— Begin STORED ROWS —

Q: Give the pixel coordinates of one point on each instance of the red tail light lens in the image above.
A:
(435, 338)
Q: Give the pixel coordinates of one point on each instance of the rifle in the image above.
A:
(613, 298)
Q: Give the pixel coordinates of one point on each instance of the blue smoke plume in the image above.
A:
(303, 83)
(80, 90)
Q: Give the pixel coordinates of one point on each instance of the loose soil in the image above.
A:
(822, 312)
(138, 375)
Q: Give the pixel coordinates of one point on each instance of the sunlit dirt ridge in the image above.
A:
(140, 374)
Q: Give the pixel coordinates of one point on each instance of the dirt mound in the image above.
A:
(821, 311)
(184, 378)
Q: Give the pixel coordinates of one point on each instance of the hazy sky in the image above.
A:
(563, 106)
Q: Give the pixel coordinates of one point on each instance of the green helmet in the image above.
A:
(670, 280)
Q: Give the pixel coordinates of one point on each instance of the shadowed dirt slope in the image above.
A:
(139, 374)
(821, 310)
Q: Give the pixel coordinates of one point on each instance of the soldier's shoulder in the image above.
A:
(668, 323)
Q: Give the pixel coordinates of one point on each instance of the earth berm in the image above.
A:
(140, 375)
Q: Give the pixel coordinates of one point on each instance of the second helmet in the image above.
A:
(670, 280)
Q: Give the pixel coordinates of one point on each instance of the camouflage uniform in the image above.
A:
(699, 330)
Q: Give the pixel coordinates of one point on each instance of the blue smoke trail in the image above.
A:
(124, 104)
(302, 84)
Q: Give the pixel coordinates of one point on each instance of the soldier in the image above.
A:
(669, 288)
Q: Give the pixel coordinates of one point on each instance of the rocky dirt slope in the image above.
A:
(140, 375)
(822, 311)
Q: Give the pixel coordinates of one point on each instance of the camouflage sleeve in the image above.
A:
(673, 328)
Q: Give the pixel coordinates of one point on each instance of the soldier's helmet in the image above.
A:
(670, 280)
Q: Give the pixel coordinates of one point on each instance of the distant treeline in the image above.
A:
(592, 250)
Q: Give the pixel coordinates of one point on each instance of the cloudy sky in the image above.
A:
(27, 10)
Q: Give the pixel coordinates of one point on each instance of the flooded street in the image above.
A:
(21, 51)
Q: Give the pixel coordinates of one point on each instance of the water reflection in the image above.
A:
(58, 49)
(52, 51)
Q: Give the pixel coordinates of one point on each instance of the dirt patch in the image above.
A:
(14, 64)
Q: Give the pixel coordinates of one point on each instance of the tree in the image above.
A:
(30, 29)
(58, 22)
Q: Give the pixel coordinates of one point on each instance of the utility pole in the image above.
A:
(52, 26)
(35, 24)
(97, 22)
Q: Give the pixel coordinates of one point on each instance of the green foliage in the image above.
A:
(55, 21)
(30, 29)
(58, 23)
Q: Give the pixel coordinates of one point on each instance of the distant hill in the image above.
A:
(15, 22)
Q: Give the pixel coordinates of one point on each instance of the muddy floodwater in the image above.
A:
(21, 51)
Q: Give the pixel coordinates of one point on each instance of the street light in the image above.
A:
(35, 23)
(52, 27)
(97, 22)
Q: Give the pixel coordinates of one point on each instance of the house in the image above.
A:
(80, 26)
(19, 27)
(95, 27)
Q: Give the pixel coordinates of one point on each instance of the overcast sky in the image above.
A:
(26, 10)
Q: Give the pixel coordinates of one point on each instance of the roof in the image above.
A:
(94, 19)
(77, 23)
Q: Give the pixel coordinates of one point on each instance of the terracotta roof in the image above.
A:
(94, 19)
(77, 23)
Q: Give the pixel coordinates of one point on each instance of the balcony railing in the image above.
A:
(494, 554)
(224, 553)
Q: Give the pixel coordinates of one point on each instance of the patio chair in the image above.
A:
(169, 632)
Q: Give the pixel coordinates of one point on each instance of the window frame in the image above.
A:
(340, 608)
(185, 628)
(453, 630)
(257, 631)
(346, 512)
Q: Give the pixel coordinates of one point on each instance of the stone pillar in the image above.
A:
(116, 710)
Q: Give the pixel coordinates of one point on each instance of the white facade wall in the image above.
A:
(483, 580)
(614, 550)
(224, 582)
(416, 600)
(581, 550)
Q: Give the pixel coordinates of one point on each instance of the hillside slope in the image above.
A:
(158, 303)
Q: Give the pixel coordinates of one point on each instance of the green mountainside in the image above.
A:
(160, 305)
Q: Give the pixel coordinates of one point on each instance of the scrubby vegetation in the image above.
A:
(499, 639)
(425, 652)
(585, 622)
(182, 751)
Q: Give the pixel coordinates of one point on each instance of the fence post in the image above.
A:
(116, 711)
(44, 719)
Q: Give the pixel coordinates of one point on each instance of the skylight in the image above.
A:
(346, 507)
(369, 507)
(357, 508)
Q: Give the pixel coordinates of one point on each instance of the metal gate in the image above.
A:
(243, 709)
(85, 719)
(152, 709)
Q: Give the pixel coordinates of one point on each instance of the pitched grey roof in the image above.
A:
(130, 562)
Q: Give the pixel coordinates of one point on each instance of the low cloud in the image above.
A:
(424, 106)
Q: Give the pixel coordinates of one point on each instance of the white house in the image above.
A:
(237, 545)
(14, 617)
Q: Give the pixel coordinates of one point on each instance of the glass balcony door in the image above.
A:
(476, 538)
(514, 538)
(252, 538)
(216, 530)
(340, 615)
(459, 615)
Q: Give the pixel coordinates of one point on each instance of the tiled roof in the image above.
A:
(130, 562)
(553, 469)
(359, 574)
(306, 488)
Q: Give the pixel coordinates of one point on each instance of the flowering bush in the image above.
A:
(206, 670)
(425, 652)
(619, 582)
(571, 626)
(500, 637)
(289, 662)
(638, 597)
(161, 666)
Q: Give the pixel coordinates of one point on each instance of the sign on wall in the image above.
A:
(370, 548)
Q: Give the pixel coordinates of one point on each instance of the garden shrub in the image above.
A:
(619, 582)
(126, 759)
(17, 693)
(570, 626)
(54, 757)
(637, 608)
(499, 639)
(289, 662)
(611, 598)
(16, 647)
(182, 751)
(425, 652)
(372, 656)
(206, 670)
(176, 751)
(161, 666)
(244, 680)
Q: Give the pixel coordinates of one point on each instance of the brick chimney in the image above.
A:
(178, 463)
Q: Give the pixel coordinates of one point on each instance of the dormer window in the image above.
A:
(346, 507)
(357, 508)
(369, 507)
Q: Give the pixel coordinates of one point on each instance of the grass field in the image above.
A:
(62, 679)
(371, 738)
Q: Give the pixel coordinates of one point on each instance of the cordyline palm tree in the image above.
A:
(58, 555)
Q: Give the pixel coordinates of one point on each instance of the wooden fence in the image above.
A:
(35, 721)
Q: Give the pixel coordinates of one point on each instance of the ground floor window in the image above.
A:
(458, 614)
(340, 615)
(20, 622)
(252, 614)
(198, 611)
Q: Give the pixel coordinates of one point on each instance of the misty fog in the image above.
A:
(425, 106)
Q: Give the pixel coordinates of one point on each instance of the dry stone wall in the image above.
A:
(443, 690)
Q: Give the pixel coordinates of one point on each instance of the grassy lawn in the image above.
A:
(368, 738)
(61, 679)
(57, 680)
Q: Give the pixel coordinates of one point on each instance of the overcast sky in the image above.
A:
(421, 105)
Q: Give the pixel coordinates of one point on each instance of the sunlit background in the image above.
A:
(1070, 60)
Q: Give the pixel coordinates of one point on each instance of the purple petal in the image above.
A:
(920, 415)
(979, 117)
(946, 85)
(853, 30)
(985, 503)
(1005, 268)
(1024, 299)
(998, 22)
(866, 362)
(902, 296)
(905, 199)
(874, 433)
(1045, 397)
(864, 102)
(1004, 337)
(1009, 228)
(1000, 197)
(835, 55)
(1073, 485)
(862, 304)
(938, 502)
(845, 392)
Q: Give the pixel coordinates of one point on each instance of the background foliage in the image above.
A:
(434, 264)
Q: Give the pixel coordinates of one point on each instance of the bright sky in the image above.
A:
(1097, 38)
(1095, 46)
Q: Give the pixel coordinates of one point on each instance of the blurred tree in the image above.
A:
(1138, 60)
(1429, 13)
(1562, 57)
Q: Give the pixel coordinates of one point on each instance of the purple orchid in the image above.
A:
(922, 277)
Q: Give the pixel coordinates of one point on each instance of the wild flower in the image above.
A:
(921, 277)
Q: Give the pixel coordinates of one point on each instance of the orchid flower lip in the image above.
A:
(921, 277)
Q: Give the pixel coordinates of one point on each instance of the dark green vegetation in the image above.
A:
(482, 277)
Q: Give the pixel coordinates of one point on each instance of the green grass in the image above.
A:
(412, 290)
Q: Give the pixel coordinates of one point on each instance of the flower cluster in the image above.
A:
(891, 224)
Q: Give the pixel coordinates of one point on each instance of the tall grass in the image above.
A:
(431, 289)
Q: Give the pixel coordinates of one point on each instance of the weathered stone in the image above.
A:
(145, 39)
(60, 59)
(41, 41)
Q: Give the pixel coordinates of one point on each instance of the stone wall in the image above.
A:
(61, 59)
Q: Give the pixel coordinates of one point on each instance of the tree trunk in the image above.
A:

— End STORED ROWS —

WHAT TO WORK ON =>
Through the last line of the entries above, beginning at the line containing "flower in the image above.", transcribe each line exactly, both ends included and nothing more.

WRITTEN ANSWER =>
Q: Give the pixel coordinates of one point on each instance of the wild flower in the image above.
A:
(921, 277)
Q: Give the pixel coordinates of one point on each instance of the orchid flower lip in the image above.
A:
(921, 277)
Q: Give the pixel coordinates of one point on each instance of the dark green vegetation in the image above.
A:
(482, 277)
Q: Give the pixel coordinates of one point on each instance of the green grass in the image above.
A:
(412, 290)
Q: Give the pixel coordinates of one point on each instance of the flower cluster in the image above.
A:
(891, 224)
Q: Give the pixel coordinates of one point on each instance of the tall grass in the image above.
A:
(431, 289)
Q: Give the pixel coordinates of one point on each instance of the weathered stone in the image above.
A:
(145, 39)
(60, 59)
(41, 41)
Q: Give the pixel coordinates of one point on each instance of the stone wall in the image above.
A:
(61, 59)
Q: Give the pixel coordinates of one point on each instance of the tree trunk in the image above.
A:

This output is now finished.